**EXCERPTED DATA**
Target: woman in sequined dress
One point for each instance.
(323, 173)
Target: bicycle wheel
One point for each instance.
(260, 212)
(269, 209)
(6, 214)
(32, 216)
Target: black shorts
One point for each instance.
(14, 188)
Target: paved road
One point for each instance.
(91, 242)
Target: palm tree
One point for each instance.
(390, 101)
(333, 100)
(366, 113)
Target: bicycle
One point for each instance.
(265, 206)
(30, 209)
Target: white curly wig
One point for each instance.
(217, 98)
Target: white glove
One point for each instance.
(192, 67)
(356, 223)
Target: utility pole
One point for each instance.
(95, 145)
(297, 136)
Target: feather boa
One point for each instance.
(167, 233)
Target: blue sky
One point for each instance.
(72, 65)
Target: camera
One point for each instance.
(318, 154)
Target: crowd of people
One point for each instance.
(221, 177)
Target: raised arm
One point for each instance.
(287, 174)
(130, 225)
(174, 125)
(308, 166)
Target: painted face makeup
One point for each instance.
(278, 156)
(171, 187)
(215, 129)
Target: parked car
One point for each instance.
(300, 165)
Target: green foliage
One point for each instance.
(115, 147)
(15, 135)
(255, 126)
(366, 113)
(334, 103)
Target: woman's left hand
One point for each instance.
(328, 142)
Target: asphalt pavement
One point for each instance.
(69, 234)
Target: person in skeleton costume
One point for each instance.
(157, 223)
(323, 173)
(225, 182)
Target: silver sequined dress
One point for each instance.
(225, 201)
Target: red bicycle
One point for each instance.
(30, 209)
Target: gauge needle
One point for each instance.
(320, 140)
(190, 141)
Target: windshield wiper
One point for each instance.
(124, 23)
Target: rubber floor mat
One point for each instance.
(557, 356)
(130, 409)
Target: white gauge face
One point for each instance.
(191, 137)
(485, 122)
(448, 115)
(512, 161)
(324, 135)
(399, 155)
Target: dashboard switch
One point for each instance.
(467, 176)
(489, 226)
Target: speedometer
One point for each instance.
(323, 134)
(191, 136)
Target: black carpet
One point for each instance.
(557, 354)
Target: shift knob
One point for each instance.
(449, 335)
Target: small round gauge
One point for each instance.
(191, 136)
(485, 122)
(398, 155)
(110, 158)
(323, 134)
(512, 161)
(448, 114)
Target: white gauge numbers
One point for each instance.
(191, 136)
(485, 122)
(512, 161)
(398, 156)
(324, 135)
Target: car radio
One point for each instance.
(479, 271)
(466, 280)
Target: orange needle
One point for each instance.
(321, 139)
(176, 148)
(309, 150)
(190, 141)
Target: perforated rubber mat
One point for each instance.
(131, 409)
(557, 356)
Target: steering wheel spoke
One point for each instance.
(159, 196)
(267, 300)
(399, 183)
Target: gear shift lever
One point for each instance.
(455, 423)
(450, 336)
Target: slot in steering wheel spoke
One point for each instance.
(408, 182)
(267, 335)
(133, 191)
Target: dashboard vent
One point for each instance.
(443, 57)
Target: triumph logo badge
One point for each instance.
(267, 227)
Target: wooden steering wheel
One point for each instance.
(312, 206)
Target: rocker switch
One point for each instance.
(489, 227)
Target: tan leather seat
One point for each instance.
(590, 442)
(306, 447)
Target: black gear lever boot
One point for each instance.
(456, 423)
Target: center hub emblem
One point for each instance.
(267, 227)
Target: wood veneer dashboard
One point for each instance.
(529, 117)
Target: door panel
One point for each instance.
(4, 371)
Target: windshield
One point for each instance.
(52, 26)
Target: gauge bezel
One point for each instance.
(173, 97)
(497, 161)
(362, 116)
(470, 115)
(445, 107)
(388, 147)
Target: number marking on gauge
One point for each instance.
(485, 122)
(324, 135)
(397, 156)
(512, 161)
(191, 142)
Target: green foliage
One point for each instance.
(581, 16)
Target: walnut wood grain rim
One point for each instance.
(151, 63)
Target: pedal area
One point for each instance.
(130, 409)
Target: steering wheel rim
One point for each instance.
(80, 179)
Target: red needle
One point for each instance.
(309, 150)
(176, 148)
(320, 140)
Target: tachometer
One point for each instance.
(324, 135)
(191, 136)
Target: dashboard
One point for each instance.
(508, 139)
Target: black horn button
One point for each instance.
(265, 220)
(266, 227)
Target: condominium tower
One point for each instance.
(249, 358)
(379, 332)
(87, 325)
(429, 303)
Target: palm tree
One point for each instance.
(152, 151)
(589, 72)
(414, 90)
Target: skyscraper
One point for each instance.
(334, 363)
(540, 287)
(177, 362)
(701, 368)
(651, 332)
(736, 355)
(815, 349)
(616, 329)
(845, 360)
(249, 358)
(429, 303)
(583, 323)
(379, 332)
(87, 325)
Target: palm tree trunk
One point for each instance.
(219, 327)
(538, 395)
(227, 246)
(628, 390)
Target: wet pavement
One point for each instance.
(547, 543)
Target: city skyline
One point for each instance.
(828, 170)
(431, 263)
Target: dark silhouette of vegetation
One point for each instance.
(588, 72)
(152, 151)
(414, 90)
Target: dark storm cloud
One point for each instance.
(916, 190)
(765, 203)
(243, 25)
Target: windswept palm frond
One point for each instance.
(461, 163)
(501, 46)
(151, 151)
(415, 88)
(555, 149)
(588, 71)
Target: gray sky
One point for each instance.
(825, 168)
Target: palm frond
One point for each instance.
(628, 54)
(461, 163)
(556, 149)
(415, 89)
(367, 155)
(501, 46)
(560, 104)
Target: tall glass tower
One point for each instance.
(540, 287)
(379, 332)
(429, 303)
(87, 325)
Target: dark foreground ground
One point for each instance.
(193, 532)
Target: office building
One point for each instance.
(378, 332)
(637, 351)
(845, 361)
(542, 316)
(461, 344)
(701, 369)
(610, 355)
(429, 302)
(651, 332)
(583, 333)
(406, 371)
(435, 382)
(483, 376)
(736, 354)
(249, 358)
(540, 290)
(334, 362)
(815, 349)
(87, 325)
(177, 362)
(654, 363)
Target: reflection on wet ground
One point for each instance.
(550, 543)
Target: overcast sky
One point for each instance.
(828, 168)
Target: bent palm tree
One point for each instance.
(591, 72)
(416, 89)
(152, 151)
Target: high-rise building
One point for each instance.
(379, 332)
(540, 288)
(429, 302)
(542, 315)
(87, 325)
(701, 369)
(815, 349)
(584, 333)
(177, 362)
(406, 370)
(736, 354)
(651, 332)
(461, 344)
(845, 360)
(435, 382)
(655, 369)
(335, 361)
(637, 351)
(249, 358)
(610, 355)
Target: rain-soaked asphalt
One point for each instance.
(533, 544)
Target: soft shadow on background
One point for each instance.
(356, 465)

**TASK OBJECTIVE**
Copy out each line of the records where the word "spoke" appears.

**RESULT FOR THIS EXERCISE**
Target: steering wheel spoke
Target: slot in steering wheel spoke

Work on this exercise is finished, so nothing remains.